### INFORMATION
<<<<
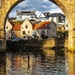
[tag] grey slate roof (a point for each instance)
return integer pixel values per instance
(56, 14)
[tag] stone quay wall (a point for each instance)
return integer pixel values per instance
(47, 43)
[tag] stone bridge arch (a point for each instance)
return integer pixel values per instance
(67, 6)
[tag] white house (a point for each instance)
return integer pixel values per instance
(8, 28)
(58, 18)
(26, 29)
(22, 15)
(46, 29)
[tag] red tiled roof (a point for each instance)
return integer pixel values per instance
(16, 27)
(43, 25)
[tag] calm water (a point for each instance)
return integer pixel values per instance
(34, 62)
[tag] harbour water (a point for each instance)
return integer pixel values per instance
(34, 62)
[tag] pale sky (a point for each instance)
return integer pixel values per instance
(36, 5)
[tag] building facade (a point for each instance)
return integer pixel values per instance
(8, 28)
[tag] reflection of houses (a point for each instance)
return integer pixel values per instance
(58, 18)
(46, 29)
(8, 28)
(21, 15)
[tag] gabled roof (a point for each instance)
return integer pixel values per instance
(16, 27)
(25, 12)
(46, 14)
(44, 25)
(56, 14)
(35, 26)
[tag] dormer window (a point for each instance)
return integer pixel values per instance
(26, 26)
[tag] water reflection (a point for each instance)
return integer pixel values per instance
(35, 62)
(2, 63)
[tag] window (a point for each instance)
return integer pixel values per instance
>>>>
### ABOUT THIS TASK
Write the entries above out in full, exactly, with no images.

### PROBLEM SOLUTION
[tag] grey slate roof (a point for each instance)
return integer pixel values per instance
(56, 14)
[tag] stone quay wall (a point for each instance)
return integer pixel values per instance
(47, 43)
[tag] stone bridge arch (a point for each instance)
return integer pixel values per instance
(67, 6)
[tag] white house (a point for each instance)
return integer pixel values per instance
(8, 28)
(58, 18)
(26, 29)
(22, 15)
(46, 29)
[tag] red tiled roof (a point for each instance)
return integer pixel values per instance
(16, 27)
(43, 25)
[tag] calm water (a point for each instance)
return integer pixel values per instance
(34, 62)
[tag] harbour water (a point for each instance)
return integer pixel values per instance
(34, 62)
[tag] pale sky (a point for each instance)
return integer pixel values per instance
(36, 5)
[tag] building facade (a point for each instance)
return integer pixel values per instance
(8, 28)
[tag] reflection of houses (a point for each instance)
return integer pixel values per instance
(58, 18)
(46, 29)
(8, 28)
(21, 15)
[tag] gabled roof (a point for each instance)
return integer pixel values per instance
(16, 27)
(25, 12)
(46, 14)
(44, 25)
(56, 14)
(35, 26)
[tag] dormer window (a point for each instance)
return integer pixel values per instance
(26, 26)
[tag] water reflection (a point for each instance)
return integer pixel values per instance
(35, 62)
(2, 63)
[tag] window (a point for each instance)
return integer pixel values per instance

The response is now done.